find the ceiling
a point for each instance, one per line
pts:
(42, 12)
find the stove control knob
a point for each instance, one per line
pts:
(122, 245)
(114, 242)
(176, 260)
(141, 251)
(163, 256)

######

- What you will do: Rewrite the rows above with every "instance" replaced by "occurrence", leaving everything else unchanged.

- The answer:
find the ceiling
a point for each occurrence, one per line
pts:
(42, 12)
find the stove control knob
a point for each occurrence, one per line
pts:
(122, 245)
(114, 242)
(176, 260)
(141, 251)
(163, 256)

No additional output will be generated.